Exercise description: Only the lines from the one containing "For the dataset, tag each instance of the chimney in" through the end of the data below should be copied, each exactly as written and with both ends kept.

Data listing

—————

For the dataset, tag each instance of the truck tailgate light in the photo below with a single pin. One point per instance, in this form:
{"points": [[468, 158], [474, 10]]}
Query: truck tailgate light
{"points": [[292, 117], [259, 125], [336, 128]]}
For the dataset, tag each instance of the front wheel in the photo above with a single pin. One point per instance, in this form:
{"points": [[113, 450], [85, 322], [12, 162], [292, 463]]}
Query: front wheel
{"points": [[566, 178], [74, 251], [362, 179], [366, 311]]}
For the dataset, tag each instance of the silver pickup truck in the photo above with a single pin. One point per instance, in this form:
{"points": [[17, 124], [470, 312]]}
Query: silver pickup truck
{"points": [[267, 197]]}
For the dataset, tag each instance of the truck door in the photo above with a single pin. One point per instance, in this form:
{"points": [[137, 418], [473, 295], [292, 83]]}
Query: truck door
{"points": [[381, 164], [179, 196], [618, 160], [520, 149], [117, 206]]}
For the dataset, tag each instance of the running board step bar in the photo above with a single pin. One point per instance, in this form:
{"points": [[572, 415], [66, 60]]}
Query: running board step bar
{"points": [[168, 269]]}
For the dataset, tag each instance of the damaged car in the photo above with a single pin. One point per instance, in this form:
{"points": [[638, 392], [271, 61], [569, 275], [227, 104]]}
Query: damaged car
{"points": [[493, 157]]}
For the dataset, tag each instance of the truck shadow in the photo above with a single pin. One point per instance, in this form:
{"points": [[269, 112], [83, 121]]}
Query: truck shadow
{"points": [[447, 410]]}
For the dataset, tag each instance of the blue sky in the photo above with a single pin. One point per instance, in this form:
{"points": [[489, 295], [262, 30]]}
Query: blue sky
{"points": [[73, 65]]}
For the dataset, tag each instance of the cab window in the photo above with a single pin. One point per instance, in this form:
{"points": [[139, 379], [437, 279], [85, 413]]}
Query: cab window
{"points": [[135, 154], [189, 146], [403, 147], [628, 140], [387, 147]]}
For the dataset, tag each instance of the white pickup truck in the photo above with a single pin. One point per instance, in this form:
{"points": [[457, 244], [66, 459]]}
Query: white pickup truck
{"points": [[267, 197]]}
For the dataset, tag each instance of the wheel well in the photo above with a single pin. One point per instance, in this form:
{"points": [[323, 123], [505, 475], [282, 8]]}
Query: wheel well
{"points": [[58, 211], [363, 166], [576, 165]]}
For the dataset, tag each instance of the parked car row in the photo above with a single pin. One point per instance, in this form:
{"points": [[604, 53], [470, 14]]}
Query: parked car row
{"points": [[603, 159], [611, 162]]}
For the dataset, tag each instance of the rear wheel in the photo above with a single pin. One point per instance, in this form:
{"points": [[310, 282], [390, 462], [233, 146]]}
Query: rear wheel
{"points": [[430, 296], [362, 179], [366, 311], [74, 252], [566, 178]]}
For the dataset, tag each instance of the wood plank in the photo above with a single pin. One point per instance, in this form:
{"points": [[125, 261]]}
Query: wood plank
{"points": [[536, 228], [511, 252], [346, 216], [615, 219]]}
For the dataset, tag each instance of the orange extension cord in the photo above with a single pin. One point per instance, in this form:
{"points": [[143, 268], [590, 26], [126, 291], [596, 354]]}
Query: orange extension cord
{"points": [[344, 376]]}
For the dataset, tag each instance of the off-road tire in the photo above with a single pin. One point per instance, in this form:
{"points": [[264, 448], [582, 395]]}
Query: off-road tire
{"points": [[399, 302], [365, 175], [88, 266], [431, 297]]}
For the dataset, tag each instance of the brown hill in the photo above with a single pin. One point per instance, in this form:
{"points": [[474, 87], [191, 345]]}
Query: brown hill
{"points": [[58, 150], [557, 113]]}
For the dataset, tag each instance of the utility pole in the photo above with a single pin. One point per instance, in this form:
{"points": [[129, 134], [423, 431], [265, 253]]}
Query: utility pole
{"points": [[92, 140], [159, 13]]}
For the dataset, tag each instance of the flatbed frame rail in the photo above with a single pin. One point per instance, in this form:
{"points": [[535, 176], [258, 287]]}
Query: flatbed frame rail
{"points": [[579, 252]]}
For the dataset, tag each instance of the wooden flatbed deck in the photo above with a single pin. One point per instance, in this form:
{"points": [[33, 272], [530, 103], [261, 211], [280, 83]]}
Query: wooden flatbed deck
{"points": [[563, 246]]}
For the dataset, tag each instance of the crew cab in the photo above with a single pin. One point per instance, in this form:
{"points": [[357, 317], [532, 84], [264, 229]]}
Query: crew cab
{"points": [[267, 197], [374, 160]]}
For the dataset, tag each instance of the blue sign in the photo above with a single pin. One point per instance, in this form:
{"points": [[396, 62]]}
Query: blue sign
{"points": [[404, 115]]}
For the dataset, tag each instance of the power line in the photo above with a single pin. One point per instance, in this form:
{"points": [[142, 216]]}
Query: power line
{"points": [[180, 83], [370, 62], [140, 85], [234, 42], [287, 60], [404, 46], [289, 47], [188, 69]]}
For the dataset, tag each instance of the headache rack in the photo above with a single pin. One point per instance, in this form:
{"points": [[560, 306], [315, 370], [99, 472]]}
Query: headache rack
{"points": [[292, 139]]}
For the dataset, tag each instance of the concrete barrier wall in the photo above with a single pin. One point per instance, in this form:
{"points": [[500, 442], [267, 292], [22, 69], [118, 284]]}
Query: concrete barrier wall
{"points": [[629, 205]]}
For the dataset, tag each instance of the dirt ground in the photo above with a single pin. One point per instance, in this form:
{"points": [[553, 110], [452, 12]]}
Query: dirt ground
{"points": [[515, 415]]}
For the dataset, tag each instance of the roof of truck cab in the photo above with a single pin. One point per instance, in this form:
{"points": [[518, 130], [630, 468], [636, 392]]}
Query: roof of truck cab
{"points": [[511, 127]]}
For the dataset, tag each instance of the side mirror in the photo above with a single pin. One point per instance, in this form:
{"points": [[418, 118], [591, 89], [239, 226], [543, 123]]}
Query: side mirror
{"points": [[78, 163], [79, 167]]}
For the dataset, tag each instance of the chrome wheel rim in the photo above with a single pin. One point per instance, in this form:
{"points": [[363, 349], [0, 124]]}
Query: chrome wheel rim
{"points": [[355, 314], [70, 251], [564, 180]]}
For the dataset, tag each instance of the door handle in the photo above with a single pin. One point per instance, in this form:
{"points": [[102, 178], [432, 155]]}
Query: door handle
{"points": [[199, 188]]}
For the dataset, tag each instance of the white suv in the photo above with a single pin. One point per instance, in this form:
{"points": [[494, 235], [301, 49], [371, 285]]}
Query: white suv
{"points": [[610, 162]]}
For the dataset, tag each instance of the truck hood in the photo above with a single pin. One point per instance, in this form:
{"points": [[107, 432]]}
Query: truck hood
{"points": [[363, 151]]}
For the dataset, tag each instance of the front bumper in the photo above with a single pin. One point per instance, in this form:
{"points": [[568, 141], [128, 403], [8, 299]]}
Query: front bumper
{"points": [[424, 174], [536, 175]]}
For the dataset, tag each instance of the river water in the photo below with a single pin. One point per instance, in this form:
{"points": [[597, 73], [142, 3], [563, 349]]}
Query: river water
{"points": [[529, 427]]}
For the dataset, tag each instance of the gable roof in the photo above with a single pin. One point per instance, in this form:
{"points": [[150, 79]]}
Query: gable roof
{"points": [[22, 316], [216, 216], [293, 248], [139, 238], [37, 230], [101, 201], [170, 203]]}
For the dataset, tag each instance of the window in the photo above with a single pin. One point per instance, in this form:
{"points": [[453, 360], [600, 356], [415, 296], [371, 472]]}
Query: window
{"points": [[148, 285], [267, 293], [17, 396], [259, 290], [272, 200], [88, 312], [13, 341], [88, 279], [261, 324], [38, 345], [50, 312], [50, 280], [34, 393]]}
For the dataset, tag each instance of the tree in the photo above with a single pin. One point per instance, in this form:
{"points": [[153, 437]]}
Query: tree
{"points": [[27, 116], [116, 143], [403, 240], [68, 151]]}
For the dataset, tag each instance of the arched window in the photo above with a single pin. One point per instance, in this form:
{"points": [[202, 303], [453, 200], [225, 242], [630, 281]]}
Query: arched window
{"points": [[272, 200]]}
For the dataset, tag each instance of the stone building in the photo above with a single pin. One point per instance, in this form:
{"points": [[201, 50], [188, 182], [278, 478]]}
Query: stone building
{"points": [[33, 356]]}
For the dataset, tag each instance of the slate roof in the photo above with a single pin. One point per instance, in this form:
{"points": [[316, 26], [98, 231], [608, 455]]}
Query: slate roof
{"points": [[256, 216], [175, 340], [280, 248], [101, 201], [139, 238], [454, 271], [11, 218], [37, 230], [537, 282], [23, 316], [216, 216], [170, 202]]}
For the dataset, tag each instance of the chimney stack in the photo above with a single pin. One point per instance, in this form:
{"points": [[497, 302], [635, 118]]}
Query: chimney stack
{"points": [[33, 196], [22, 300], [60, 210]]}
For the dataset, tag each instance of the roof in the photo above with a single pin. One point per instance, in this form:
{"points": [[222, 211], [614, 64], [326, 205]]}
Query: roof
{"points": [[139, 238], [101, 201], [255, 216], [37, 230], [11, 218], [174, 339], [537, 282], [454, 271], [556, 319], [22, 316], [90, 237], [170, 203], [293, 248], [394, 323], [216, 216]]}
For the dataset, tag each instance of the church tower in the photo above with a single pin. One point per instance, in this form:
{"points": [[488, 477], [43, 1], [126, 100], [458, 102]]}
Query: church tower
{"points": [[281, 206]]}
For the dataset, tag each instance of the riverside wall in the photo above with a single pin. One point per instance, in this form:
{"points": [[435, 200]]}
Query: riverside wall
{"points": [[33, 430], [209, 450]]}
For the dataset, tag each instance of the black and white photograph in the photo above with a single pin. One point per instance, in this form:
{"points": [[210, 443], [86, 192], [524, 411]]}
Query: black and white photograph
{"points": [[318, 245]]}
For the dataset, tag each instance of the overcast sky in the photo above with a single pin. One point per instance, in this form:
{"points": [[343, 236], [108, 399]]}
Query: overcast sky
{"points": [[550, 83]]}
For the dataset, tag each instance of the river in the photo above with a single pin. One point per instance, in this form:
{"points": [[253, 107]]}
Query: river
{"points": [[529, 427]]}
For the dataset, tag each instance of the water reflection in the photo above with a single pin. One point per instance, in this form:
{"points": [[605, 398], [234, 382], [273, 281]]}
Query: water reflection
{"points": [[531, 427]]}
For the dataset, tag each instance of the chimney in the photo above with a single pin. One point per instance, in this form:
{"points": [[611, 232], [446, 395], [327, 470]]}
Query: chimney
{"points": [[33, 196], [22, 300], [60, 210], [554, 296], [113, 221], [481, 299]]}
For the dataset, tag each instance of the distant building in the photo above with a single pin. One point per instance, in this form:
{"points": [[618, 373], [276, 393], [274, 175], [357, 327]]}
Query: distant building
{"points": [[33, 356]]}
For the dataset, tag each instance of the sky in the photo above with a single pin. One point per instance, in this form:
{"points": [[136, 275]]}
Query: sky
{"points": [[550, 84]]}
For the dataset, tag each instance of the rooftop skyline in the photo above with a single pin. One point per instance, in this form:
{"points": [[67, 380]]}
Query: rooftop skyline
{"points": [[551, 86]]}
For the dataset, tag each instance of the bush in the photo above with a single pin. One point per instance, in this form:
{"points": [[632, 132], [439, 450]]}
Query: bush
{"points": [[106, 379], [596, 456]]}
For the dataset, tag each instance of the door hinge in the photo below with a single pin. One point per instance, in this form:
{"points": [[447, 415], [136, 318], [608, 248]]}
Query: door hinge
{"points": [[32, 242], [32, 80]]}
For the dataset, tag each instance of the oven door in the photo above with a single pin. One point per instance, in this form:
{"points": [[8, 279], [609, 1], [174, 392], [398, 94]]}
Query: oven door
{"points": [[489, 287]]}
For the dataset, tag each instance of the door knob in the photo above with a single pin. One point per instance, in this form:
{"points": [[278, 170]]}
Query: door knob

—————

Reply to the task:
For the dataset, tag each instance of the chimney in the photo above with a single pin. One point per instance, in this form:
{"points": [[611, 232], [446, 395], [327, 470]]}
Query: chimney
{"points": [[33, 196], [22, 300], [60, 210], [554, 296], [113, 221], [481, 299]]}
For the dataset, tag each instance of the distant building in the photo above with a single pin. One point per instance, in this form:
{"points": [[618, 373], [276, 393], [274, 175], [357, 327]]}
Query: distant building
{"points": [[33, 356]]}
For the dataset, tag each instance of the sky in the photo above with a single pin. One point per instance, in this form:
{"points": [[136, 275]]}
Query: sky
{"points": [[550, 84]]}
For the dataset, tag each instance of the rooftop skyline in the photo above with a single pin. One point per instance, in this form:
{"points": [[67, 380]]}
Query: rooftop skyline
{"points": [[551, 86]]}
For the dataset, tag each instance of the bush in the photo above with a single pin. One point per instance, in this form:
{"points": [[632, 132], [439, 450]]}
Query: bush
{"points": [[106, 379], [596, 456]]}
For the dataset, tag each instance of the door hinge in the photo below with a single pin. One point per instance, in this form:
{"points": [[447, 415], [136, 318], [608, 248]]}
Query: door hinge
{"points": [[32, 242], [32, 80]]}
For the dataset, tag each instance of the oven door in the photo above with a single pin. One point per instance, in this form:
{"points": [[8, 279], [609, 1], [174, 392], [398, 94]]}
Query: oven door
{"points": [[489, 287]]}
For the dataset, tag each instance of the door knob in the photo above with a single pin. One point per instance, in this form:
{"points": [[278, 170]]}
Query: door knob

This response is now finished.